#### Your instructions
Arrange the material below as a JSON list of strings, one per line, skipping blank lines. Leave any pictures out.

#### Listing
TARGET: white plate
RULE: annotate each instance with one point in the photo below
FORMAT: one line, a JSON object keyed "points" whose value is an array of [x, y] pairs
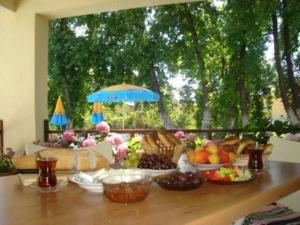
{"points": [[60, 185], [209, 166], [92, 181], [96, 186]]}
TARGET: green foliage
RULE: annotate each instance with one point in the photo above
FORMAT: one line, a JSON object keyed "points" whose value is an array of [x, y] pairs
{"points": [[5, 164], [91, 52]]}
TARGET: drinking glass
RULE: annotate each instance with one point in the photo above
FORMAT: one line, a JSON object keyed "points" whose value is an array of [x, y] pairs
{"points": [[255, 159], [47, 175]]}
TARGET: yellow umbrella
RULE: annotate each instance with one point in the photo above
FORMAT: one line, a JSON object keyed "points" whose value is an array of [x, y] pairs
{"points": [[59, 117], [97, 115]]}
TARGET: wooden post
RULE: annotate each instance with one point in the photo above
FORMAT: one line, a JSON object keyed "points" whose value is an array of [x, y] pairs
{"points": [[46, 130], [1, 136]]}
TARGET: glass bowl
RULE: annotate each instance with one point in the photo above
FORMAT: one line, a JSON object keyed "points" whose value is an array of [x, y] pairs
{"points": [[126, 188], [179, 181]]}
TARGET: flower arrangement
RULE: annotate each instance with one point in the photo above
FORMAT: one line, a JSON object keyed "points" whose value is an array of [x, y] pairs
{"points": [[190, 140], [6, 164], [68, 139]]}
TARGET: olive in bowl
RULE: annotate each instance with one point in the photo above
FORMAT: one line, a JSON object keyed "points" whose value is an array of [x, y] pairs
{"points": [[126, 188], [179, 181]]}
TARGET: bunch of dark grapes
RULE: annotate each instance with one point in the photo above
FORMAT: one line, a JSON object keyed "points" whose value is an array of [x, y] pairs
{"points": [[155, 162]]}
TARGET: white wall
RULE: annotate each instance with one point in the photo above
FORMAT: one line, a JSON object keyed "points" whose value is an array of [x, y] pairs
{"points": [[287, 151]]}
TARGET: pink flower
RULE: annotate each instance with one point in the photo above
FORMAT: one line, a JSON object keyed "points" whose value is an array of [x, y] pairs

#### Written solution
[
  "TARGET: white plate",
  "RULE: annotate each instance with one point in the photo below",
  "FORMAT: one line, a JSON object keyed \"points\" whose value is an array of [x, y] pairs",
  "{\"points\": [[60, 185], [209, 166], [92, 181], [96, 186]]}",
  "TARGET: green foliage",
  "RULE: annotate each instance with one point in the photo above",
  "FORMAT: one line, a JSON object keyed \"points\" whose value is an array of [x, y] pairs",
  "{\"points\": [[5, 164], [91, 52]]}",
  "TARGET: drinking glass",
  "RULE: annotate each instance with one point in the photo above",
  "FORMAT: one line, a JSON object keyed \"points\" whose value is an array of [x, y] pairs",
  "{\"points\": [[255, 159], [47, 175]]}",
  "TARGET: yellow umbrella",
  "RULE: annotate each instance with one point in the photo above",
  "FORMAT: one line, a JSON object keyed \"points\" whose value is an array of [x, y] pairs",
  "{\"points\": [[59, 117], [97, 115]]}",
  "TARGET: wooden post",
  "RULE: annotate each instance with one point in the photo above",
  "FORMAT: one line, a JSON object keyed \"points\" whose value is an array of [x, y] pairs",
  "{\"points\": [[46, 130], [1, 136]]}",
  "TARGET: glass bowl",
  "RULE: annotate each instance with one point in the photo above",
  "FORMAT: one line, a JSON object keyed \"points\" whose value is an array of [x, y] pairs",
  "{\"points\": [[126, 188], [179, 181]]}",
  "TARGET: flower arrangement",
  "RULE: annotate each instance with one point in the photo above",
  "FORMAT: one line, a JSON object keyed \"points\" whose value is an array of [x, y] pairs",
  "{\"points\": [[190, 140], [6, 164], [68, 139]]}",
  "TARGET: olive in bowl",
  "RULE: annotate each instance with one point in the photo above",
  "FORMAT: one line, a JSON object keyed \"points\" whose value is an array of [x, y] pairs",
  "{\"points\": [[126, 188], [179, 181]]}",
  "TARGET: bunch of dark grapes",
  "RULE: annotate each instance with one point in the photo above",
  "FORMAT: one line, a JSON object keyed \"points\" whose value is an array of [x, y] pairs",
  "{\"points\": [[155, 162]]}",
  "TARGET: white wall",
  "RULE: annotate each instance with one point in the photo above",
  "FORMAT: one line, a JSON object keyed \"points\" whose value is an array of [x, y] pairs",
  "{\"points\": [[287, 151]]}",
  "TARGET: pink flower",
  "RULE: annotate each instance with one point in the photo above",
  "FORMAT: one line, a JSON object keyed \"points\" whose value is an array of [x, y] pairs"
]